→ Obiettivi
• A. Modifichi la parte dell'elenco che inizia con la sua prima riga e termina con la riga contenente "[757, 381, 763, 459]", estremi inclusi, sostituendo "utility pole" con "lamp post" e lasciando invariato tutto il resto.
• B. Prosegua la discussione del forum sull'acquisto di Jovic da parte del Real Madrid, riprendendo subito dopo l'ultima riga riportata.

→ Testo di lettura
# Real Madrid, primo colpo: Jovic per 60 mln



## Tifo'o (3 Maggio 2019)

Arriva il primo colpo dell'era bis Zidane, si tratta di Jovic. Come riporta As, il serbo dell'Eintracht Francoforte arriverà in estate al prezzo di 60 mln di euro. Il 21 enne ha segnato 26 gol in stagione (l'ultimo contro il Chelsea), al Benfica andranno 12 mln visto il diritto del 20% in caso di futura cessione.


----------



## willcoyote85 (3 Maggio 2019)

non è tanto...


----------



## Pamparulez2 (3 Maggio 2019)

Non mi pare sia il primo colpo del real. Bellissimo prospetto! L ho visto in un paio di partite e mi è sempre piaciuto


----------



## enigmistic02 (4 Maggio 2019)

→ Dati forniti
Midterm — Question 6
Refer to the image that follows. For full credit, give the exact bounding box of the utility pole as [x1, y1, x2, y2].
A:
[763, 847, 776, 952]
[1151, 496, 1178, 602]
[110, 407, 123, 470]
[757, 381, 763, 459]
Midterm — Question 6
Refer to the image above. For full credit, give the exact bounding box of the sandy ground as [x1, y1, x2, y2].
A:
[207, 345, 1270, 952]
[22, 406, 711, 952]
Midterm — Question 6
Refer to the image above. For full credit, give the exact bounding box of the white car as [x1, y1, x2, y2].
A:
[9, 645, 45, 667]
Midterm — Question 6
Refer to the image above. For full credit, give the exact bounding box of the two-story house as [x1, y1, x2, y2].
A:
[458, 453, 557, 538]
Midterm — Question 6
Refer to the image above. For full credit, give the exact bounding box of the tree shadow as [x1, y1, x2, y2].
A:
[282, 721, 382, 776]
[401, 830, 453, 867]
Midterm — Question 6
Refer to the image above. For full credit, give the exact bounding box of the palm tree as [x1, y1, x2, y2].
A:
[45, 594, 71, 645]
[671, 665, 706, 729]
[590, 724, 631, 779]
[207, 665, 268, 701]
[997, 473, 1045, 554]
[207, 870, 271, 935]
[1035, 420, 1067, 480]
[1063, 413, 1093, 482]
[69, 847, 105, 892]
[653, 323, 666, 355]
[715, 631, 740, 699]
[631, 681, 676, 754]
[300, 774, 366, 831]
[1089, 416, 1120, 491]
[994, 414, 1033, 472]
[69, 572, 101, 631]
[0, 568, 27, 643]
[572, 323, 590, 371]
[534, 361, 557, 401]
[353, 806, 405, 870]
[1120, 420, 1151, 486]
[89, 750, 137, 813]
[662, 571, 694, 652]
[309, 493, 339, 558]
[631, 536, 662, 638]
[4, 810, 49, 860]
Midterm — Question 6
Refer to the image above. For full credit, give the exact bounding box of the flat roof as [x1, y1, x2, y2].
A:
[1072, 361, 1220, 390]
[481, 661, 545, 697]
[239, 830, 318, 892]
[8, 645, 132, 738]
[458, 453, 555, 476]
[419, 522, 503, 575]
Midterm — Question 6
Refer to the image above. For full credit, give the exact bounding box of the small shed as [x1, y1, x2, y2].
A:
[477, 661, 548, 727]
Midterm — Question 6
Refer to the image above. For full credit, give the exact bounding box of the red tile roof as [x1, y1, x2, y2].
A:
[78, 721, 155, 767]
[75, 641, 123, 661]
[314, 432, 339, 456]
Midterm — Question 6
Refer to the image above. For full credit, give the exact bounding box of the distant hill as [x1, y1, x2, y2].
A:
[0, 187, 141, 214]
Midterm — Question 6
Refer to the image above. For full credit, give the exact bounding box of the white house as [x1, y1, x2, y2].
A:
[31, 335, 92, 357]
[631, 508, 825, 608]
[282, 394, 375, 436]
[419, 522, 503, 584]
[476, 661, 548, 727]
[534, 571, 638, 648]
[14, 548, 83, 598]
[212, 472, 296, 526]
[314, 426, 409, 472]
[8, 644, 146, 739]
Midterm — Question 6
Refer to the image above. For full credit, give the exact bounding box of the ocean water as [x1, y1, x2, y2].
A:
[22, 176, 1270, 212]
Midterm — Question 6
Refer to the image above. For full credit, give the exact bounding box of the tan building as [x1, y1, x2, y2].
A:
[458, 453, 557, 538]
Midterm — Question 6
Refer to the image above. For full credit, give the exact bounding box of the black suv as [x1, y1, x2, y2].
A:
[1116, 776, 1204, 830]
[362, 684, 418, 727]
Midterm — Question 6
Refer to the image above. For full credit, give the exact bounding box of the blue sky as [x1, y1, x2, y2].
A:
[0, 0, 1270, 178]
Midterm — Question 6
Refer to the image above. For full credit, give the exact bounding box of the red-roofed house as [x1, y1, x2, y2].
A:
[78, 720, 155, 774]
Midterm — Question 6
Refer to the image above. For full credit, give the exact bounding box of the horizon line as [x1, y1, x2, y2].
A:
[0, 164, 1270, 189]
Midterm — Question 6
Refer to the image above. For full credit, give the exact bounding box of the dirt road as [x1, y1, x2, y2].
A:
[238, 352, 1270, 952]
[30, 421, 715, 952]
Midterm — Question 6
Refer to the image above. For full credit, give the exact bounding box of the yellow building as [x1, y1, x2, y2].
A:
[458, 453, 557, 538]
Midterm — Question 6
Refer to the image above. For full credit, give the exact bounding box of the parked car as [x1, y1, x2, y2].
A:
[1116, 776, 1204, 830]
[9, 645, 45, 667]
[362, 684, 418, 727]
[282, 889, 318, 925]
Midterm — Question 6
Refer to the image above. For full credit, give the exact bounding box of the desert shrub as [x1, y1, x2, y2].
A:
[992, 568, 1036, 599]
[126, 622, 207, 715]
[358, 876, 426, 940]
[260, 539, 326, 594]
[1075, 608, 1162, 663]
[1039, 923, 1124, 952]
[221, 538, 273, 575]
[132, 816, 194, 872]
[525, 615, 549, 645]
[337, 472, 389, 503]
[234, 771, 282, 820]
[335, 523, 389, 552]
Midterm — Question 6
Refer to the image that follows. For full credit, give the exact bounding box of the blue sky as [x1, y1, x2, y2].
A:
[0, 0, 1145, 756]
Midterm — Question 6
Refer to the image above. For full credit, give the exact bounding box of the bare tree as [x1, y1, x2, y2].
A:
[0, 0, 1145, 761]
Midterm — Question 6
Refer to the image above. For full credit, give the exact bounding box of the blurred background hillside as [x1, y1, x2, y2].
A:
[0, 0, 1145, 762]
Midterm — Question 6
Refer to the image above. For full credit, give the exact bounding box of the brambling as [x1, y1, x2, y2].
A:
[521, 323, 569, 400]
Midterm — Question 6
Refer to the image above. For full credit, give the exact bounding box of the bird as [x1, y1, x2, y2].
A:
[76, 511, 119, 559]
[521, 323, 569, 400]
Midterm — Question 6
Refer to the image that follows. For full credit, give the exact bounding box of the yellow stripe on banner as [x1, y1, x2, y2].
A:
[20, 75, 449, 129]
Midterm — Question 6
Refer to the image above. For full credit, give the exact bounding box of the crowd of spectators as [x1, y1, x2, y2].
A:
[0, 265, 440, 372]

→ Risposte in ordine
• A.
Midterm — Question 6
Refer to the image that follows. For full credit, give the exact bounding box of the lamp post as [x1, y1, x2, y2].
A:
[763, 847, 776, 952]
[1151, 496, 1178, 602]
[110, 407, 123, 470]
[757, 381, 763, 459]

• B.
Tifo'o ha scritto:


> Arriva il primo colpo dell'era bis Zidane, si tratta di Jovic. Come riporta As, il serbo dell'Eintracht Francoforte arriverà in estate al prezzo di 60 mln di euro. Il 21 enne ha segnato 26 gol in stagione (l'ultimo contro il Chelsea), al Benfica andranno 12 mln visto il diritto del 20% in caso di futura cessione.



Il primo colpo dovrebbe essere Eder Militao. Buon acquisto, pensavo potesse costare anche una 20ina in più.


----------



## DMZtheRockBear (4 Maggio 2019)

Il prezzo è giusto.

Peccato lo sognavo da noi, a livello di cifre non era impossibile,ma di fronte al real puoi fare poco. Credevo piuttosto il real puntasse su qualcuno di più affermato. 

Chissà se floppa al Real magari diventa fattibile per noi tra un paio d'anni 

Comunque c'è un errore, 12 milioni sono il riscatto che il Francoforte verserà al Benfica visto che Jovic è in prestito. 
Poi verrà venduto a 60.


----------



## juventino (4 Maggio 2019)

È un bel giocatore, ma onestamente non mi ha impressionato così tanto.


----------



## Jino (4 Maggio 2019)

juventino ha scritto:


> È un bel giocatore, ma onestamente non mi ha impressionato così tanto.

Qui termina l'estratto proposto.